* [Text block]:
In another demonstration of New York’s inclination not to enforce non-compete agreements, two weeks ago, the Second Department refused to enforce the non-compete agreement of a professional, a class of people for whom a such an agreement has a better shot of enforcement than in most cases generally.
Plaintiff is a surgical group, maintaining seven offices in the New York metropolitan area. Plaintiff hired a surgeon who signed a three-year employment agreement. This agreement included a non-compete provision prohibiting competition for two years after termination and within a 10-mile radius from any of plaintiff’s offices and its affiliated hospitals. Defendant spent most of his time while working for plaintiff in Nassau County. Some four years later, defendant was fired.
Defendant thereafter began work at a hospital that was within the 10-mile zone but his office was not. Plaintiff filed suit claiming the breach of the non-compete agreement. That action was met with a successful motion to dismiss, which plaintiff appealed.
The Second Department first addressed the general principles which militate against enforcing non-compete agreements. Generally, any restriction on an individual’s ability to work in his chosen field is disfavored. Exceptions may be employed where the restriction is reasonable in time and area, which means that it is limited to protecting the legitimate interests of the employer, is not overly burdensome to the employee, and does not injure the public as a whole. As applied to professionals, however, there is a bit more flexibility in considering the employer’s needs and concerns, but it is a fact-specific analysis. Here, the court found that the 10-mile radius was overbroad and would prevent defendant from working as a surgeon. With that, the court refused to enforce the non-compete provision.

* [Activities]:
1. According to the non-compete case summary, how large a radius did the surgeon's non-compete provision cover?
2. Continue the non-compete case summary from where it stops.
The rows come from a different source than the non-compete case summary.

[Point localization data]

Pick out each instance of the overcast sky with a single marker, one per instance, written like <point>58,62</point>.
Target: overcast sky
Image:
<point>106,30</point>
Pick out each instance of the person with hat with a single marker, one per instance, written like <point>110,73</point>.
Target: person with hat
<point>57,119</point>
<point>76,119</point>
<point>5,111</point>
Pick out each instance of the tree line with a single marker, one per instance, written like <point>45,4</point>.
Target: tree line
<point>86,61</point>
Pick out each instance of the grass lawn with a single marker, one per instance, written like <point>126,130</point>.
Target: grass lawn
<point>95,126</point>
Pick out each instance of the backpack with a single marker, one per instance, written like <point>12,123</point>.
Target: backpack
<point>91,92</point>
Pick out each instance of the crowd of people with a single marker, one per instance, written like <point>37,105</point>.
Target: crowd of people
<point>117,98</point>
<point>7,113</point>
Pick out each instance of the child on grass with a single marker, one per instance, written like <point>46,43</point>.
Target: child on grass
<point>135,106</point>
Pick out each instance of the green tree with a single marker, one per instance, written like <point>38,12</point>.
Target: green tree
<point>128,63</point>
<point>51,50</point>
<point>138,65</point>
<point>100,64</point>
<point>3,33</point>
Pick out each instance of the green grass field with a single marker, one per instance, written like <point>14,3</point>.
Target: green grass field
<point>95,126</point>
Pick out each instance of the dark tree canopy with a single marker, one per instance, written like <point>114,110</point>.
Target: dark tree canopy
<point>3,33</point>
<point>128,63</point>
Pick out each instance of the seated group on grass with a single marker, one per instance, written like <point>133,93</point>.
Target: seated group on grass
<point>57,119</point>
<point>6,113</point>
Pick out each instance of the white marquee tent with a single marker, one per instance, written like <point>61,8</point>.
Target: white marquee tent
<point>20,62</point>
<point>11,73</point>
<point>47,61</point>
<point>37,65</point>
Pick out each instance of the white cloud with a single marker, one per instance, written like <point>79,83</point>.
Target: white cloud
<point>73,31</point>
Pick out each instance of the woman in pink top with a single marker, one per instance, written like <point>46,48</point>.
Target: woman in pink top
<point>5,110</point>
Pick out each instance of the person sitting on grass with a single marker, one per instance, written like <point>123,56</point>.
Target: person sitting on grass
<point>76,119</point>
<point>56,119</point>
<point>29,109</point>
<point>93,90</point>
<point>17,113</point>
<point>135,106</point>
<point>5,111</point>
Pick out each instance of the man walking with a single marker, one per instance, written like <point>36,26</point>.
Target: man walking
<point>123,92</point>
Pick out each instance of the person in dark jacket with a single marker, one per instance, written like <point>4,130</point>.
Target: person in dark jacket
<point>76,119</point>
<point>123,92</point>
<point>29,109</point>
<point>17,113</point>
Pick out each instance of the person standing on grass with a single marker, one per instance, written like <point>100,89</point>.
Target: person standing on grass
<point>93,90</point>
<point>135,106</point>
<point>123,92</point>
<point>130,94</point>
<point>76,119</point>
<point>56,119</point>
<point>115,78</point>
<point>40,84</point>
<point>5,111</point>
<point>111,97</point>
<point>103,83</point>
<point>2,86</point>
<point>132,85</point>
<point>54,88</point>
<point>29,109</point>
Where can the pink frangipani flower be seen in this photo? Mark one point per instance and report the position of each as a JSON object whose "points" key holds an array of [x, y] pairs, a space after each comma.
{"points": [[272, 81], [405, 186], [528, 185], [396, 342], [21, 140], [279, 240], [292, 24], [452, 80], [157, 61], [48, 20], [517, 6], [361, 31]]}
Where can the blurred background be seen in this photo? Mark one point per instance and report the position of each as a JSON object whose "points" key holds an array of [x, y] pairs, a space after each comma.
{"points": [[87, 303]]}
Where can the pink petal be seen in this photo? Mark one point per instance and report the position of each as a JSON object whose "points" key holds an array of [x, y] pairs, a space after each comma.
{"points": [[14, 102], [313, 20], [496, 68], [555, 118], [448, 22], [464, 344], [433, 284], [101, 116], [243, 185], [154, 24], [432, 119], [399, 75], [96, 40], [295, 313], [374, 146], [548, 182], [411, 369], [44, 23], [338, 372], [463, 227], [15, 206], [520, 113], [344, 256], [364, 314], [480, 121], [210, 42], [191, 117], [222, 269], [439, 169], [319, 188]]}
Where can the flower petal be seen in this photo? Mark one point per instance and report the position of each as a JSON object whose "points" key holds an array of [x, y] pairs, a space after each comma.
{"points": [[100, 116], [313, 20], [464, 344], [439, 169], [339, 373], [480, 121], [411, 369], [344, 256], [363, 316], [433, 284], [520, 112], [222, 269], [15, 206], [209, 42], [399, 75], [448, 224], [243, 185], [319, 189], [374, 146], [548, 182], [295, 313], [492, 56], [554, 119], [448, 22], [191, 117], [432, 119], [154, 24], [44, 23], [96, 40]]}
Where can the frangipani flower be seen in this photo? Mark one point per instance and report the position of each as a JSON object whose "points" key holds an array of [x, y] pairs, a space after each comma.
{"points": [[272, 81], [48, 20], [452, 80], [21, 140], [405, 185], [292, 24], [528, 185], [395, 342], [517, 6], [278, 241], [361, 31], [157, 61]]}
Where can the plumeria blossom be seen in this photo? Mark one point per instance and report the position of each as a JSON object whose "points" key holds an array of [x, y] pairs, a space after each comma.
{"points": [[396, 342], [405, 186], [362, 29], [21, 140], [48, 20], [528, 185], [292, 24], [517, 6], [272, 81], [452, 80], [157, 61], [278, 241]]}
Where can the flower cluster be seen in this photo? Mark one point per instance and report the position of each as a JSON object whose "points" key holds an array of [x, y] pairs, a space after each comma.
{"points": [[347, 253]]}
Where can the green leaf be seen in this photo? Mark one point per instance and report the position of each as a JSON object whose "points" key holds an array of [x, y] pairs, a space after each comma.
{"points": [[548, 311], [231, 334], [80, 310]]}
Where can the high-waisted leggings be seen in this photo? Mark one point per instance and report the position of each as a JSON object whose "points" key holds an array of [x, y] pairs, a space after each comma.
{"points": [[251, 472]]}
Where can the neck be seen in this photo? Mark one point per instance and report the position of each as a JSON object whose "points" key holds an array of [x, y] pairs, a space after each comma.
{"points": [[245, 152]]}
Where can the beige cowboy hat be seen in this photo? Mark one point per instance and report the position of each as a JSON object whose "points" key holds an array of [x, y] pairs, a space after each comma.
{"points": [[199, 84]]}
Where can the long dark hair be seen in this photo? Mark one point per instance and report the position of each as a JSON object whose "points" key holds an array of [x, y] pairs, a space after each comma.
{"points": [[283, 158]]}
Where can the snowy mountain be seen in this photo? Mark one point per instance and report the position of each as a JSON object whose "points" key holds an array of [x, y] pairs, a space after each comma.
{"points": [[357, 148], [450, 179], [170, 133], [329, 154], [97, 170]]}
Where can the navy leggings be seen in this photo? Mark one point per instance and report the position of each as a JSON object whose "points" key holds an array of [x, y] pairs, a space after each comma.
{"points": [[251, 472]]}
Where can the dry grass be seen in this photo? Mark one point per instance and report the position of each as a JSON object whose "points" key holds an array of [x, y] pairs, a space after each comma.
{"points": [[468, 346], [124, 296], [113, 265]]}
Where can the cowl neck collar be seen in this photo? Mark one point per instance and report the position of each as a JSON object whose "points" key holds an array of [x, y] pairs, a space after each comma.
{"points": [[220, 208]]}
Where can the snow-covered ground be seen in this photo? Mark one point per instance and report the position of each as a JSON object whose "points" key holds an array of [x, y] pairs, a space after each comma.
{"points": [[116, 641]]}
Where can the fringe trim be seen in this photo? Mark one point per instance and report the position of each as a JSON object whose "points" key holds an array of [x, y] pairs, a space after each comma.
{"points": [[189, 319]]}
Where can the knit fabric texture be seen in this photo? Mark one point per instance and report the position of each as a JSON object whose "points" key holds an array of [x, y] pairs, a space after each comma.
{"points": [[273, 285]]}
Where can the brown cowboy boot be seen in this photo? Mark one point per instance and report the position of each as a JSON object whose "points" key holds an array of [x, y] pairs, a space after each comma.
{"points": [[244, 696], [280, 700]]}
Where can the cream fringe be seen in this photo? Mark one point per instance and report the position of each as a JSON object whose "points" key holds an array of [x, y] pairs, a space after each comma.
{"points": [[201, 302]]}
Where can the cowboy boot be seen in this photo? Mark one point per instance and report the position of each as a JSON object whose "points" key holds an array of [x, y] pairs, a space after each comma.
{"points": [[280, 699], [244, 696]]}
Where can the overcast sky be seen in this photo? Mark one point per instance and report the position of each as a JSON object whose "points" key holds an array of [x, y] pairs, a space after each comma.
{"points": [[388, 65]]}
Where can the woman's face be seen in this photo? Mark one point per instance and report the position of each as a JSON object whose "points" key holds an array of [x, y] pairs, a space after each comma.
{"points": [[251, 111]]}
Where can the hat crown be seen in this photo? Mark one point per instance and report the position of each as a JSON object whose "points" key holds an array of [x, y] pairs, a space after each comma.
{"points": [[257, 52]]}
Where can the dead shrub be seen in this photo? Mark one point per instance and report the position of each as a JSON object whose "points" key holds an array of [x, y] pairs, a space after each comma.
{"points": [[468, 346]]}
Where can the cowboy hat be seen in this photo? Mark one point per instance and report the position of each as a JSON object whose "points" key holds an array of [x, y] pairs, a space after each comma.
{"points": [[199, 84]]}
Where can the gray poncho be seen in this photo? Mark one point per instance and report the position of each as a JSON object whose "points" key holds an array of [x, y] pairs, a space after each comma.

* [Answers for the tasks]:
1. 10 miles from any of the plaintiff's offices and its affiliated hospitals.

2.
The court also affirmed the lower court’s refusal to “modify,” or blue-line, the restriction rather than invalidating it. Partial enforcement of the non-compete may be permitted, held the court, but only where the employer did not overreach in its implementation of the restrictive covenant and otherwise did not engage in “‘anti-competitive misconduct.’” Plaintiff did not make that showing, instead arguing that the provision should be modified simply because it could. In the court’s words
The plaintiff has not demonstrated, or even argued, an absence of anticompetitive misconduct on its part, asserting instead that because the restrictive covenant can be partially enforced, it should be. The fact that the covenant is clearly overbroad casts doubt on the plaintiff’s good faith in imposing it. Moreover, it is undisputed that the plaintiff, from a superior bargaining position, required [defendant] to sign the employment agreement as a prerequisite to being hired, and it refused to negotiate the covenant.
At the end, without even addressing the fact that his office was outside of the restricted zone, the court refused to enforce any part of the surgeon’s non-compete agreement.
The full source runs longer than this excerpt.